About this task
In the records below, tally every line containing "coordinates". Report only the total.

Extracted information
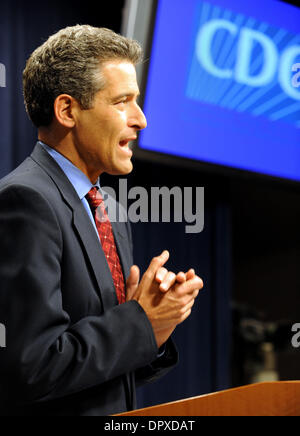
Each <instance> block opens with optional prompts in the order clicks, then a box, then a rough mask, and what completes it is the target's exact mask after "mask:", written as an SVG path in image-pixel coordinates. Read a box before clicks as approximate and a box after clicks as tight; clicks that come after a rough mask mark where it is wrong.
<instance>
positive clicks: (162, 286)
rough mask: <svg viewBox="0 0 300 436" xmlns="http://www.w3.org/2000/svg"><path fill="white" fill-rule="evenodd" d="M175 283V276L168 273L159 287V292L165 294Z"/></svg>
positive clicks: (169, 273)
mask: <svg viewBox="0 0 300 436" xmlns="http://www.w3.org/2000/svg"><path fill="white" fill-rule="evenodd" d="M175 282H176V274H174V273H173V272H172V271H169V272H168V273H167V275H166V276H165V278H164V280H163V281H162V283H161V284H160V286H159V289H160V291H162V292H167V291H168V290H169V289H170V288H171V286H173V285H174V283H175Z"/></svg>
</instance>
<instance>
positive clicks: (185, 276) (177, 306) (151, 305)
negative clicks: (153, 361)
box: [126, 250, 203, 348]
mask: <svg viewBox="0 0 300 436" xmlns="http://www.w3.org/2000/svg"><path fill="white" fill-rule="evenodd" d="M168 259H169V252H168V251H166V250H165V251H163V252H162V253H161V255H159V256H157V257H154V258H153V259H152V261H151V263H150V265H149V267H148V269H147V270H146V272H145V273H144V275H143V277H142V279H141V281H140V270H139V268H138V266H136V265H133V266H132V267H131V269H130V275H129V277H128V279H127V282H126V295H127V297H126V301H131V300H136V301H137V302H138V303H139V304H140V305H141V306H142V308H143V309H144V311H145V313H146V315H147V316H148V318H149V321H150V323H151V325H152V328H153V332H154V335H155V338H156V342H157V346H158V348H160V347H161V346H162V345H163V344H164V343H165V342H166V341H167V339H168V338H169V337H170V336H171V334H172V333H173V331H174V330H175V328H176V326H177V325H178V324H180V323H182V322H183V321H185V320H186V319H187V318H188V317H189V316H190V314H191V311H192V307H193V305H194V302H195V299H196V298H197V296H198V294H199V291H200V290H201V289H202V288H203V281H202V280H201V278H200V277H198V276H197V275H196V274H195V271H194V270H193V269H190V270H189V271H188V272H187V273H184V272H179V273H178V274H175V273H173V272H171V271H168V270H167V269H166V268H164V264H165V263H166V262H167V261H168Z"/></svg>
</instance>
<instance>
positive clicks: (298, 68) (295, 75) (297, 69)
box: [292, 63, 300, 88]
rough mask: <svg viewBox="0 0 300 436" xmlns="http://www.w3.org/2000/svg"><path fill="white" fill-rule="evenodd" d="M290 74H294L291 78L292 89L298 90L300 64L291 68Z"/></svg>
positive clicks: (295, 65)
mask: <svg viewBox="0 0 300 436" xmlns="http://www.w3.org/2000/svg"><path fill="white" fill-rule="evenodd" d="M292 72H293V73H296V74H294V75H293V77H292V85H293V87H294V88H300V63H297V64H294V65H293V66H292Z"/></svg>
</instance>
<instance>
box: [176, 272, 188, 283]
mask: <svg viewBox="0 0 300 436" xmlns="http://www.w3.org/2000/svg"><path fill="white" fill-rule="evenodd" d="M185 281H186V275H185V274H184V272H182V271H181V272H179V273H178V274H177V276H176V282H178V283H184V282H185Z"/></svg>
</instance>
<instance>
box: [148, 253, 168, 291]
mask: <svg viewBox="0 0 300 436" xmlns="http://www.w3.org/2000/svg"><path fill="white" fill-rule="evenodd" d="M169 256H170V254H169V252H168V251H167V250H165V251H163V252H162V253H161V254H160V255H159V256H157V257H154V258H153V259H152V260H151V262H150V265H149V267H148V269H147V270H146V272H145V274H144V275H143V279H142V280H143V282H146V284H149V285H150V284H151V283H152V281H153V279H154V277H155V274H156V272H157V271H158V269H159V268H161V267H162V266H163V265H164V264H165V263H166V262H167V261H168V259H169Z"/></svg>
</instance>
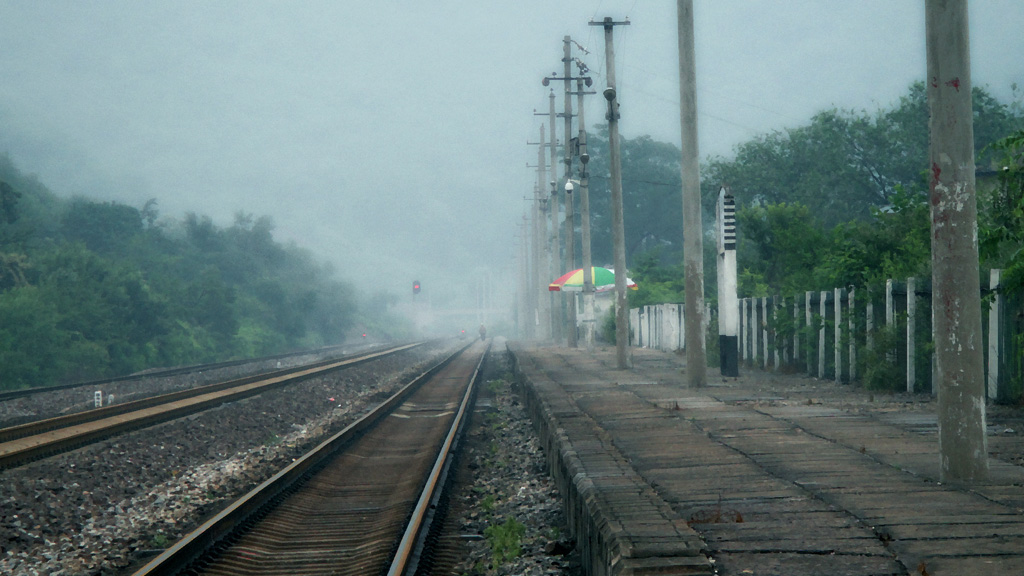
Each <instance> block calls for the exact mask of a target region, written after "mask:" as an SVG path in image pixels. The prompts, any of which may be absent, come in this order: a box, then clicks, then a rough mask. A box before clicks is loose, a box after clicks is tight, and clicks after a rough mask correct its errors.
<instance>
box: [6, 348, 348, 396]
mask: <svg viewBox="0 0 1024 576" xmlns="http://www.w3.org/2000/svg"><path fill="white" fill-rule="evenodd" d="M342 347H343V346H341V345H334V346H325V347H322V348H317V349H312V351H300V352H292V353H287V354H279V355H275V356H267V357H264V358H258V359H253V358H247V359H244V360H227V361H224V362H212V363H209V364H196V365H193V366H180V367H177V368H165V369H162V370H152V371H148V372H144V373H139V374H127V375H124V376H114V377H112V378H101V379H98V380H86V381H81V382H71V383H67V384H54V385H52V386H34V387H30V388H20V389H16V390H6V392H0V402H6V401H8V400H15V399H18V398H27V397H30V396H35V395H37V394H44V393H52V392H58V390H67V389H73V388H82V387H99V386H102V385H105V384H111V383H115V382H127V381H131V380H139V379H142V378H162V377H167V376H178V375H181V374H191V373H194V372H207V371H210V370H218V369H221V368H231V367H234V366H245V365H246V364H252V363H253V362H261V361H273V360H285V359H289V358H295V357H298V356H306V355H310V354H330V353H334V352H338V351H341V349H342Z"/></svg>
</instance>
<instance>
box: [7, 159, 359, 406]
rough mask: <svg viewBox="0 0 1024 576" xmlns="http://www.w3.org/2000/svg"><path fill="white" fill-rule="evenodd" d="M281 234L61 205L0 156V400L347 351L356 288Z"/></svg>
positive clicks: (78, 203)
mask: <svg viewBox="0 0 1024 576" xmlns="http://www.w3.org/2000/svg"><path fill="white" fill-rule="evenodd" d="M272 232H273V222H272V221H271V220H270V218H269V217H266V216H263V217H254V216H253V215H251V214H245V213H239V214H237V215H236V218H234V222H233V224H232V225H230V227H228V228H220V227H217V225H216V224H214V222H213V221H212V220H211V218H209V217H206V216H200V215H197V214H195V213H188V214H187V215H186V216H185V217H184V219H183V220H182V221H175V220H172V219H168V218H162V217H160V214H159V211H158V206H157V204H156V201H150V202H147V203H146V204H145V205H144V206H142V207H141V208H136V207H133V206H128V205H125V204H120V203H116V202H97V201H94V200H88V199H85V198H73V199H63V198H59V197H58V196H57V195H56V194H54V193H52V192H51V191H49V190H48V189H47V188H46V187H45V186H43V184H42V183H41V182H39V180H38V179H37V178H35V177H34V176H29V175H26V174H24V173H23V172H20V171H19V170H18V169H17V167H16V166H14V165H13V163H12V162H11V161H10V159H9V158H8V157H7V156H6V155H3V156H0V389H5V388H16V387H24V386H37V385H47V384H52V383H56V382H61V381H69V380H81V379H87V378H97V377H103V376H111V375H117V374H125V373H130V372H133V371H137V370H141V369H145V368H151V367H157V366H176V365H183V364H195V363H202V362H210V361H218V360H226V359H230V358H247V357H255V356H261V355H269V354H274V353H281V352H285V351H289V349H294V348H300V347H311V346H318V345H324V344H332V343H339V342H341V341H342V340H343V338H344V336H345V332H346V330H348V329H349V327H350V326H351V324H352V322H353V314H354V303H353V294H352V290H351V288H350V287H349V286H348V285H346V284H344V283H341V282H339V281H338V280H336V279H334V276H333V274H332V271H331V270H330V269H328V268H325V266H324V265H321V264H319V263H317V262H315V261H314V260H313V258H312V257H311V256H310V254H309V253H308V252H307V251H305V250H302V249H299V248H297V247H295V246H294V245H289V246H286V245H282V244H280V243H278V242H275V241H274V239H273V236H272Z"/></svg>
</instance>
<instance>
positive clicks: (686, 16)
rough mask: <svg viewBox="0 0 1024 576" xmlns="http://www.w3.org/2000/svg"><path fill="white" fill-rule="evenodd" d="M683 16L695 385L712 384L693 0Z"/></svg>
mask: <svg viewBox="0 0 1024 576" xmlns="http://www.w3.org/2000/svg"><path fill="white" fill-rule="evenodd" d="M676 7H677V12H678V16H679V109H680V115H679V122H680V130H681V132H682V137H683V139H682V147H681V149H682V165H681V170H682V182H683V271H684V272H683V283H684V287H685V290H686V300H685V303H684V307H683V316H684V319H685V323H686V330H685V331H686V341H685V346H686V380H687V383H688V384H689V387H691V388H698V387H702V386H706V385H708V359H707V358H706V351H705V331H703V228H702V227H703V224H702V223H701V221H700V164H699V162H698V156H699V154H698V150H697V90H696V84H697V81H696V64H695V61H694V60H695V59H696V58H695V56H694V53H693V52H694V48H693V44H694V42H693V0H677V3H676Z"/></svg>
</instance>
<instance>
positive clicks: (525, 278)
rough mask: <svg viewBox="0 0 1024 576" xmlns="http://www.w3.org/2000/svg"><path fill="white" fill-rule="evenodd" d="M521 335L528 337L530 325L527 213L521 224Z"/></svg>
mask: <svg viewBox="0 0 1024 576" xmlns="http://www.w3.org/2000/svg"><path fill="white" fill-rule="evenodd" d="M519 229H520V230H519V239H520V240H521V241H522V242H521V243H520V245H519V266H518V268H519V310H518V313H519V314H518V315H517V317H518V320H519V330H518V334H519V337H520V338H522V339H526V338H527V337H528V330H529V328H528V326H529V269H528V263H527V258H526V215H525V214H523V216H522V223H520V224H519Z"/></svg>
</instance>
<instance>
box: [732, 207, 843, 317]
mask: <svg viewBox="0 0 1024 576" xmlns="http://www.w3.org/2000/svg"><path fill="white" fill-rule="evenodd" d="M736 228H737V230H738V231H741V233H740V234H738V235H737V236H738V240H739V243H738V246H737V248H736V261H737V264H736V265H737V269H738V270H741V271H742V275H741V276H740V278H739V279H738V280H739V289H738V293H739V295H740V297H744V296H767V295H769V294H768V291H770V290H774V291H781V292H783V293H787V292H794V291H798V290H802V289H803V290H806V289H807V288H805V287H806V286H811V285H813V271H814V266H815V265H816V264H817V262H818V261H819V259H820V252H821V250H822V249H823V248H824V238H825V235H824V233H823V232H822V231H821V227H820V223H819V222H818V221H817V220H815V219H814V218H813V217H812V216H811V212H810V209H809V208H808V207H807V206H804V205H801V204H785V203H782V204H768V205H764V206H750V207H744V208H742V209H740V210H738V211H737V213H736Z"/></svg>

==

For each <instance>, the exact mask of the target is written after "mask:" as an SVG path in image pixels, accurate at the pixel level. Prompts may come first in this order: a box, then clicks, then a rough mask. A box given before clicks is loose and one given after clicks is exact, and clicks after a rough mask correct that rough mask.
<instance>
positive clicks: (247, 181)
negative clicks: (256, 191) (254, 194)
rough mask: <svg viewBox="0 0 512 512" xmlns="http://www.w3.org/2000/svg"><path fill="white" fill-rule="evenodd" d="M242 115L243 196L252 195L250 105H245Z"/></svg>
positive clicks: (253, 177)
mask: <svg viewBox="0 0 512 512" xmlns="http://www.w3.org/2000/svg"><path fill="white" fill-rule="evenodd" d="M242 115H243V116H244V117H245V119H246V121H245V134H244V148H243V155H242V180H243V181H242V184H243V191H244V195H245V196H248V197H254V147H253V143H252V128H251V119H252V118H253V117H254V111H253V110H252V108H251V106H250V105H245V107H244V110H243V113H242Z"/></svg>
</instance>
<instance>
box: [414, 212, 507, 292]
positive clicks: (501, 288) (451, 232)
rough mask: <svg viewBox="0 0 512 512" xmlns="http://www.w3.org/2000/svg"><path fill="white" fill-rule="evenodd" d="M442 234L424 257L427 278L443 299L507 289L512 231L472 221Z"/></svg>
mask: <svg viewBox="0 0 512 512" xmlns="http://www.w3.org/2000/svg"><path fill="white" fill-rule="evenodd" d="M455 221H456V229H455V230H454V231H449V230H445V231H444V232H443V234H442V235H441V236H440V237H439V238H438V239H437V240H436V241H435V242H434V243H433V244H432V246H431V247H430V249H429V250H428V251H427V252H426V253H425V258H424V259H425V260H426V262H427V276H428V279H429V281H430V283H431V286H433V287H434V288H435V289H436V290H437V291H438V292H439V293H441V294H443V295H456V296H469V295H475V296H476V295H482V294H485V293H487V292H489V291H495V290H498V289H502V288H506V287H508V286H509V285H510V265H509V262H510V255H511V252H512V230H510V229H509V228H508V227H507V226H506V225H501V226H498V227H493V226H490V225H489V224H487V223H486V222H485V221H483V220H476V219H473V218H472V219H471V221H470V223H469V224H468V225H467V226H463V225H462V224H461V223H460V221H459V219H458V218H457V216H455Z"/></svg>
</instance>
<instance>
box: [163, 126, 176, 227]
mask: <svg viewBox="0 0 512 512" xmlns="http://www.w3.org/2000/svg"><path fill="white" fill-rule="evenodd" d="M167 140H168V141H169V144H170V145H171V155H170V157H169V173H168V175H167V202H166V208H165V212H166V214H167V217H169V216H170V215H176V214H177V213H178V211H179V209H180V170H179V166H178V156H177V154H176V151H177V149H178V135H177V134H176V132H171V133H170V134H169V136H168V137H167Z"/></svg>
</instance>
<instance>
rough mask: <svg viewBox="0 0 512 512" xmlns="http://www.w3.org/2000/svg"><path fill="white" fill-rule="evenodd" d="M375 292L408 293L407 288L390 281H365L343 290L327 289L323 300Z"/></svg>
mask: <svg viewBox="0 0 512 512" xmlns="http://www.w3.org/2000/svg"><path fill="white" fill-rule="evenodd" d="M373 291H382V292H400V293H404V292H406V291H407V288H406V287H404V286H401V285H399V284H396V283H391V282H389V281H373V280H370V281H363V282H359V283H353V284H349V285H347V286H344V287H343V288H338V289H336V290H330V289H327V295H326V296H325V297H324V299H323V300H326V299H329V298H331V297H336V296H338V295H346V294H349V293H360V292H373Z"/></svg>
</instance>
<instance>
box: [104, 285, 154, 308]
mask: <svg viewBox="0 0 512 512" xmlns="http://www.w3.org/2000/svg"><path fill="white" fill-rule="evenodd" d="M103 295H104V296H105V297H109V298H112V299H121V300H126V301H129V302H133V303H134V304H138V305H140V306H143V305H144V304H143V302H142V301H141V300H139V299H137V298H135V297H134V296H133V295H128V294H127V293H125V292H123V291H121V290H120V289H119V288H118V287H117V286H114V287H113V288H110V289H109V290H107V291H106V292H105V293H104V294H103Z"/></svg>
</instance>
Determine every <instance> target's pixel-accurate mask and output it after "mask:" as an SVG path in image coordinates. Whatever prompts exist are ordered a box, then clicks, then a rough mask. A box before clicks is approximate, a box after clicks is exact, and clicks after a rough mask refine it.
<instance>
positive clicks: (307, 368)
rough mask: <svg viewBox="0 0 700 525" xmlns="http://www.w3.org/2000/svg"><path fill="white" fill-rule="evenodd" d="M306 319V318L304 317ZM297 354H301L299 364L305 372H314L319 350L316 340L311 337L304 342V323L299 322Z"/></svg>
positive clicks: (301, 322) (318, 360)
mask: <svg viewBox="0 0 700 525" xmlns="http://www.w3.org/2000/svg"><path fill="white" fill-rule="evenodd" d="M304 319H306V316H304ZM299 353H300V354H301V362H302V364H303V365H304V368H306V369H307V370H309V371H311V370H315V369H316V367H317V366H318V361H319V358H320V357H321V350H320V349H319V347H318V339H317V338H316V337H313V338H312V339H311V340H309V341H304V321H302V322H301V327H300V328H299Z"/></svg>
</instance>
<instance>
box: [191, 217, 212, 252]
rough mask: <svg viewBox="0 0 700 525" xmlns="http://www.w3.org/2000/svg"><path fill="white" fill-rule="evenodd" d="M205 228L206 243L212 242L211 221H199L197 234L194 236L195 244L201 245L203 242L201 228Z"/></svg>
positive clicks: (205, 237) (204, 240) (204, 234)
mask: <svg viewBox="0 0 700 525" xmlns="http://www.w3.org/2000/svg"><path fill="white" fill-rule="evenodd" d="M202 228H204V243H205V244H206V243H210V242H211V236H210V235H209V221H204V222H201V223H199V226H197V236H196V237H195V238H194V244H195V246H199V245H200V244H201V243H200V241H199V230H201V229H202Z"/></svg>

Result of the task
2